_AIM OF THE EXERCISE_
What lines of the data hold the string "concrete"? Pull each one out.

_RECORDS TO PROCESS_
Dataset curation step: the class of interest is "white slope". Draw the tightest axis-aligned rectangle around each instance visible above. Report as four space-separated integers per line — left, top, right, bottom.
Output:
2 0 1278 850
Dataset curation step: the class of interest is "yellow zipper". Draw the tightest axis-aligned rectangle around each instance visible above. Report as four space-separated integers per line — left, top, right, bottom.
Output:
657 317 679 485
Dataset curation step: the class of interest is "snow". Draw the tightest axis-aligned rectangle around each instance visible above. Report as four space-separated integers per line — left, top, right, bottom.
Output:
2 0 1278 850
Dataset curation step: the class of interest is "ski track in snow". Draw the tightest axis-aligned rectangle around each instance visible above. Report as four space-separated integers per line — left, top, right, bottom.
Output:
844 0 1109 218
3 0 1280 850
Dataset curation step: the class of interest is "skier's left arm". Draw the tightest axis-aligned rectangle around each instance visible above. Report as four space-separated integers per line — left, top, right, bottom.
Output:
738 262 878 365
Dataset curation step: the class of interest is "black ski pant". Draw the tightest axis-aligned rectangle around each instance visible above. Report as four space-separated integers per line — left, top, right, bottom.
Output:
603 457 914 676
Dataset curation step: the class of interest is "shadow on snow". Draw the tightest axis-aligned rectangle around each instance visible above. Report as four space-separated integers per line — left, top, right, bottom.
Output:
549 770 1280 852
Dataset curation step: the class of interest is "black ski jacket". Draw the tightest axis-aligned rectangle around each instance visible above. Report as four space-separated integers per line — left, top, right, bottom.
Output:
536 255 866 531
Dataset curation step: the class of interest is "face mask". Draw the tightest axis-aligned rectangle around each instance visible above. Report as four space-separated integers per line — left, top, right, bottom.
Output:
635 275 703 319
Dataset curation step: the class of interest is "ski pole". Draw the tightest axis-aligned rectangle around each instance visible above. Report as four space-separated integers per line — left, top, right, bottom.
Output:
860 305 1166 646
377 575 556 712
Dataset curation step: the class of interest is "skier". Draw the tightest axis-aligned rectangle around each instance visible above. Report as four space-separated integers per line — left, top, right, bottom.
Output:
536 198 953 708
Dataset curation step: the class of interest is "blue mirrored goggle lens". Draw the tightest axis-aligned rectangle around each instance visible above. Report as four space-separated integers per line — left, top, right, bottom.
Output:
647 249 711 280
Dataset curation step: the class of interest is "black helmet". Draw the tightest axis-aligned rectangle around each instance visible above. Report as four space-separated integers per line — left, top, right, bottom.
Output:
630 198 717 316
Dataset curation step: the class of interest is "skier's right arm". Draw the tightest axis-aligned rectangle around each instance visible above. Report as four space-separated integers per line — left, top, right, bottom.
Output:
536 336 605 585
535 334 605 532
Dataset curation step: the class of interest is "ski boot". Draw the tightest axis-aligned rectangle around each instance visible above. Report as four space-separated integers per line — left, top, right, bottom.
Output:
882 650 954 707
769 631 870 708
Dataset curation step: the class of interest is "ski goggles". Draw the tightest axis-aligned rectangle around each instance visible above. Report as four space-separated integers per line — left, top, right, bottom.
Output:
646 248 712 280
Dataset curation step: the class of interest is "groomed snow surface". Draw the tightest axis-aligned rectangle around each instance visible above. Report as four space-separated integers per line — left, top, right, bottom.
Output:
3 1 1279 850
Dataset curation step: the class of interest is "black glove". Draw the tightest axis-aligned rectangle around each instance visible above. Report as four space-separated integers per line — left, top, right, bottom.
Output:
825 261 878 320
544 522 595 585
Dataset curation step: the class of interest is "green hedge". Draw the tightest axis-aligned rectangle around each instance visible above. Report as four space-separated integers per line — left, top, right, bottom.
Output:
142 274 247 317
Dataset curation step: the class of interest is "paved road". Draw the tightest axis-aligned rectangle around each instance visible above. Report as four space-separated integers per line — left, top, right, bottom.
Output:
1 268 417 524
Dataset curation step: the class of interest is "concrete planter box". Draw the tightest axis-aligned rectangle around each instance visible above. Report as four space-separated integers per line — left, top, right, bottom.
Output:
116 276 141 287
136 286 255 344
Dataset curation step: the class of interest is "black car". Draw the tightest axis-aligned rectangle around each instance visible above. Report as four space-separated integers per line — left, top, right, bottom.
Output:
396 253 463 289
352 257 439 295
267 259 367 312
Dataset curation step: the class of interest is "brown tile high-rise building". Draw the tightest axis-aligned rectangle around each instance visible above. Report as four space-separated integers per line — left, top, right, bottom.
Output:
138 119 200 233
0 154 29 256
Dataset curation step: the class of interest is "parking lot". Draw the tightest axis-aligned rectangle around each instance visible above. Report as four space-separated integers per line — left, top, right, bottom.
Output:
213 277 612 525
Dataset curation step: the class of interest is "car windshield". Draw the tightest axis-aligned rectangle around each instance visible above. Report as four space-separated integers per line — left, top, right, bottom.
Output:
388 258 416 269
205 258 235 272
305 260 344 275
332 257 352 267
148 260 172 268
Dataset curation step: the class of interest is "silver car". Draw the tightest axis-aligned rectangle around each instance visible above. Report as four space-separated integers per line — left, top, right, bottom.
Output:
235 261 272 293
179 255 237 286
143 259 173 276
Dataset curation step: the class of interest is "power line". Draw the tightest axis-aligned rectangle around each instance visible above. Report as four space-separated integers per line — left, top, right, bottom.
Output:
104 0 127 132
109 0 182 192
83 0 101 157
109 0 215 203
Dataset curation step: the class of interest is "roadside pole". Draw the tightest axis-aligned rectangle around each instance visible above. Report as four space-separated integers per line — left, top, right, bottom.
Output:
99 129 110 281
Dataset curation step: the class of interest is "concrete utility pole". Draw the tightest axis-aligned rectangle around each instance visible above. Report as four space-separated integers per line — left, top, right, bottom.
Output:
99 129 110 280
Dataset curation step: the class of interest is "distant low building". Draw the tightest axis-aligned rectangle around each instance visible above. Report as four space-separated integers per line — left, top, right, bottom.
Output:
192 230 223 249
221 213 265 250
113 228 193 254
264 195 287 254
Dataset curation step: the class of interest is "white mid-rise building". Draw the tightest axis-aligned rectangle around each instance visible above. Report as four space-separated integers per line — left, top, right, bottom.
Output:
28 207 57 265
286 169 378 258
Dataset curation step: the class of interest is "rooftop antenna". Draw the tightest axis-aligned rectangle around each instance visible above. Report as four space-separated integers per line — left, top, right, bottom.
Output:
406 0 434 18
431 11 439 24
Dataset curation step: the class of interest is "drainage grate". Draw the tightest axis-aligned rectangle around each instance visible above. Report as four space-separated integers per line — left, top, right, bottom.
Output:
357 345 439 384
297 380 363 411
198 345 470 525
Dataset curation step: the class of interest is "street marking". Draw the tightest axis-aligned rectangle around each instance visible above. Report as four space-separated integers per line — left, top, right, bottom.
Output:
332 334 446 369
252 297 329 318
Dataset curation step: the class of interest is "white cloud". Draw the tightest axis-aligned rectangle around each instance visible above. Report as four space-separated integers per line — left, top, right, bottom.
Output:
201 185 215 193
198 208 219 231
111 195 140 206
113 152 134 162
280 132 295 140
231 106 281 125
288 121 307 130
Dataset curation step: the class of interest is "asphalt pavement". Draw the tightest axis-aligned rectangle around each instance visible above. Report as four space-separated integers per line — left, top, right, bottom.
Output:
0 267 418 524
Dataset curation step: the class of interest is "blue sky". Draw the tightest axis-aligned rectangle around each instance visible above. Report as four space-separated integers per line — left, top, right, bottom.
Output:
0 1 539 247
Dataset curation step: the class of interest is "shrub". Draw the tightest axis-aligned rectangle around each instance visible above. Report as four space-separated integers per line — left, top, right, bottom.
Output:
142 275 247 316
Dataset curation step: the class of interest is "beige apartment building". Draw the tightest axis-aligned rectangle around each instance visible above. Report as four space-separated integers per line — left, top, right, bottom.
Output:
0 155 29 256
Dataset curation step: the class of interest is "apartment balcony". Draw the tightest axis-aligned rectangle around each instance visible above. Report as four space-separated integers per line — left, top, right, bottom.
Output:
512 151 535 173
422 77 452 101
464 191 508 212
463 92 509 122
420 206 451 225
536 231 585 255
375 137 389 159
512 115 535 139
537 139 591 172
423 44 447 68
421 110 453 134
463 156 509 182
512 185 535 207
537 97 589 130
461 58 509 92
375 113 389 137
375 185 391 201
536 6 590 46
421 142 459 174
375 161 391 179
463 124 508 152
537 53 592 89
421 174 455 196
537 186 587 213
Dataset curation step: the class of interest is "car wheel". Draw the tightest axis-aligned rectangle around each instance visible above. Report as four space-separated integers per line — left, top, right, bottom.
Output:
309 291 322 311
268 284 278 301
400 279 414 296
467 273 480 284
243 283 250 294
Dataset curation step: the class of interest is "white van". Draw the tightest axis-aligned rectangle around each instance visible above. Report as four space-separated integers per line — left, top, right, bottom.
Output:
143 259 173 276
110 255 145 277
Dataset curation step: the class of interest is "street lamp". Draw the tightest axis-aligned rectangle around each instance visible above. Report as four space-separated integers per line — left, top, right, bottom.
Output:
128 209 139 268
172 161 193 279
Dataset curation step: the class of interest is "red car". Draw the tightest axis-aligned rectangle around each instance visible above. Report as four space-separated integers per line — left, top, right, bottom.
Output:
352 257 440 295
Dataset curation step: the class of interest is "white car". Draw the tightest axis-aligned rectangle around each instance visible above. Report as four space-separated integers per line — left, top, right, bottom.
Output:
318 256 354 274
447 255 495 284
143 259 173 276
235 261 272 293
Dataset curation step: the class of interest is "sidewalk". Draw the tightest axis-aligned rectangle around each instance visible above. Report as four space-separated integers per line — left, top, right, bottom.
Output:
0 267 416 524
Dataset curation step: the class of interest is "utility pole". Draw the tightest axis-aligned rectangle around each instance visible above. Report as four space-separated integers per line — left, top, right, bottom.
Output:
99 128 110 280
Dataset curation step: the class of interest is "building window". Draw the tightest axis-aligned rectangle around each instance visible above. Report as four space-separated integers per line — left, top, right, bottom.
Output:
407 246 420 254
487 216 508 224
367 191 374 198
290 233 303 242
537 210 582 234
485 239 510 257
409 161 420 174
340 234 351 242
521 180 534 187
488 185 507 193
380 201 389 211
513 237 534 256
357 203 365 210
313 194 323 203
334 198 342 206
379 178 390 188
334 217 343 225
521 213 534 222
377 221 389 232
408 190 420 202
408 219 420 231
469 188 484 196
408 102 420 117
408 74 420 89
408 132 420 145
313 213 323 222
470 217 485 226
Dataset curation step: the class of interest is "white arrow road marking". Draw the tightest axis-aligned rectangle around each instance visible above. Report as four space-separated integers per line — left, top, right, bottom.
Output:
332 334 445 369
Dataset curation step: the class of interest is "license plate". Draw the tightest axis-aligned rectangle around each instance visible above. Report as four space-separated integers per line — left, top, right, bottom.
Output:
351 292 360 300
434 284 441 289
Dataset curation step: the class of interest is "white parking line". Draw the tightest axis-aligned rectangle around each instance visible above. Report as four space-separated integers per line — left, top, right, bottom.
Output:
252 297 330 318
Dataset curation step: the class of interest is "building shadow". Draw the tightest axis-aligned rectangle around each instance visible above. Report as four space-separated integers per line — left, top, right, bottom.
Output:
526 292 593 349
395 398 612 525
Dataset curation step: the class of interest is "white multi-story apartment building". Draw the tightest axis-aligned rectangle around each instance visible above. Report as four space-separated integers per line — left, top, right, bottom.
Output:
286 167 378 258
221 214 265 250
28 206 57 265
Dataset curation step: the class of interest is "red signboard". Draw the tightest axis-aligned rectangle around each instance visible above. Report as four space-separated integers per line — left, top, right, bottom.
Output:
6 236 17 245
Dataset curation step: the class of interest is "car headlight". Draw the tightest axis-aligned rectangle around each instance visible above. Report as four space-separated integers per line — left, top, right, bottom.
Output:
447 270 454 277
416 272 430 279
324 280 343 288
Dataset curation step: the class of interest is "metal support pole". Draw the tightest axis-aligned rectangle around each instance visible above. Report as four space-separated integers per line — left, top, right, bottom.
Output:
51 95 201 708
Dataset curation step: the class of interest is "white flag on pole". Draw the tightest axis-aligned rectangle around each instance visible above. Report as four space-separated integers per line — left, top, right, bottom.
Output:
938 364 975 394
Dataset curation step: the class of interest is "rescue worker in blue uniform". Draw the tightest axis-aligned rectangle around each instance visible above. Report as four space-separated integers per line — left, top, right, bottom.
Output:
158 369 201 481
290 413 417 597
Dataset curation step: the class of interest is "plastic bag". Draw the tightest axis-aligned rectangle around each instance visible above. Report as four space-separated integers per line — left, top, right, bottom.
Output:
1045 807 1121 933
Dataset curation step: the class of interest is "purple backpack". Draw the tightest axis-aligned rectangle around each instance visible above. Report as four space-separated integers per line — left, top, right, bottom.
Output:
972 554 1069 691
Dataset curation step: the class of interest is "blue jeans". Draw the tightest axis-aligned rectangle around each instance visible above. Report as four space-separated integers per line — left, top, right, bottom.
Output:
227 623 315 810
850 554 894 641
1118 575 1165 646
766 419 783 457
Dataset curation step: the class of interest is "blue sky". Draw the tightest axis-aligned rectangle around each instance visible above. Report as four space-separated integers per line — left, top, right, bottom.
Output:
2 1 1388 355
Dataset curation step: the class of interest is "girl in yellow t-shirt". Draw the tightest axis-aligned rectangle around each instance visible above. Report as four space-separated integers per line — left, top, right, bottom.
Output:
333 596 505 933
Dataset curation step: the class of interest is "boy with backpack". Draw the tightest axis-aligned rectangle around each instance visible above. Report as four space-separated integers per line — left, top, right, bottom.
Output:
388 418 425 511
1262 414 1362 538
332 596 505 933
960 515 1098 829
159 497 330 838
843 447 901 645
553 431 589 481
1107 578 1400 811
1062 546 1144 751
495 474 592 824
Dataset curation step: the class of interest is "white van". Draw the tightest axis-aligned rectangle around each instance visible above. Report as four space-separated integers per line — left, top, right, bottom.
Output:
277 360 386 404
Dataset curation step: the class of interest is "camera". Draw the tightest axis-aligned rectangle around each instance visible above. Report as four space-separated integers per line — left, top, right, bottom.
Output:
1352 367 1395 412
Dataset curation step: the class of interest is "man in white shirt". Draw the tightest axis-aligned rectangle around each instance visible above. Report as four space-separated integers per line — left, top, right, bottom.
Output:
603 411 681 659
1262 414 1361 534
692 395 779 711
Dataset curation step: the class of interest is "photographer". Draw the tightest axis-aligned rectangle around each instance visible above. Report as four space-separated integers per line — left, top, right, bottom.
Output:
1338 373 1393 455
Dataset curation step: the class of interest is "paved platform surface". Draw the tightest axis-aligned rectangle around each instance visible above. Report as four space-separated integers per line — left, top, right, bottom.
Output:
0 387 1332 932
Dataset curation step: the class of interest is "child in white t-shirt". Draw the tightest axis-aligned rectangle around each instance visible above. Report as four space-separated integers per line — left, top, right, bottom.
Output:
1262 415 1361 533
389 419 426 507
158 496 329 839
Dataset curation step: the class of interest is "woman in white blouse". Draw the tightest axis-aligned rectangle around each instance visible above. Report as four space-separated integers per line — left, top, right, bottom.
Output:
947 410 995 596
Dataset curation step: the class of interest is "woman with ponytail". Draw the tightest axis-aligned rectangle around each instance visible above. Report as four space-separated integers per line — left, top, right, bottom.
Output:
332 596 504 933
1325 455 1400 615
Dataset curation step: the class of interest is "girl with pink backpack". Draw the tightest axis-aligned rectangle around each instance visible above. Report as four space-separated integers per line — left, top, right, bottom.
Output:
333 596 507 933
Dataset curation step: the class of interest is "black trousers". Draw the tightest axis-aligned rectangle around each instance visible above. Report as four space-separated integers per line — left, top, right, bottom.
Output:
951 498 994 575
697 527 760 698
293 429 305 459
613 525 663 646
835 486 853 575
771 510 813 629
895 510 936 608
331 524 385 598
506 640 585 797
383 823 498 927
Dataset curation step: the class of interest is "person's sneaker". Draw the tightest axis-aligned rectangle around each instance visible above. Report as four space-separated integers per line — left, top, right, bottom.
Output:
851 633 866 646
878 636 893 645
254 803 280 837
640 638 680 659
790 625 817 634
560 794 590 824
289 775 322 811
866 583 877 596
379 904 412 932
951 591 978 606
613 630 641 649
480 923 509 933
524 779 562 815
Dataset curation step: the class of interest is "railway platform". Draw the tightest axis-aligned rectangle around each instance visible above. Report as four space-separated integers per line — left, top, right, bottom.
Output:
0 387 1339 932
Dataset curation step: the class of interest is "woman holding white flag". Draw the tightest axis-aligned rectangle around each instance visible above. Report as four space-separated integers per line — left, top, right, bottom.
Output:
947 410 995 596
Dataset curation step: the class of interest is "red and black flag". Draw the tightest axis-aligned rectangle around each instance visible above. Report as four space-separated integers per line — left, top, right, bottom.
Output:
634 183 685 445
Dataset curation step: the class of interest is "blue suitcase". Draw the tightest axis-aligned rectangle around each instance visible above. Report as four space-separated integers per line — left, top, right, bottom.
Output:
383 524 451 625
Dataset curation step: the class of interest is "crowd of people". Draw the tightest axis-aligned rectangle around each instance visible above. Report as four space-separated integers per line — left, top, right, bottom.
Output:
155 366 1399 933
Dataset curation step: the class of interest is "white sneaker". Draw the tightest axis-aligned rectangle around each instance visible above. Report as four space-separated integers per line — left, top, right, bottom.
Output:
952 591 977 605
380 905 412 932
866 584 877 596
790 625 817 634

_RESPONSE AREA_
Dataset curation step: the class of interest is "concrete planter box". Draw the tightest axis-aligned rectangle around each instance visible above. Report as four space-separated integers per line — left, top, right, bottom.
Dataset curation step: the class of interest is "concrete utility pole". Draw the tightest axis-aligned rectangle around each instance visible above. Report as four space-separated integers per line — left, top, right, bottom.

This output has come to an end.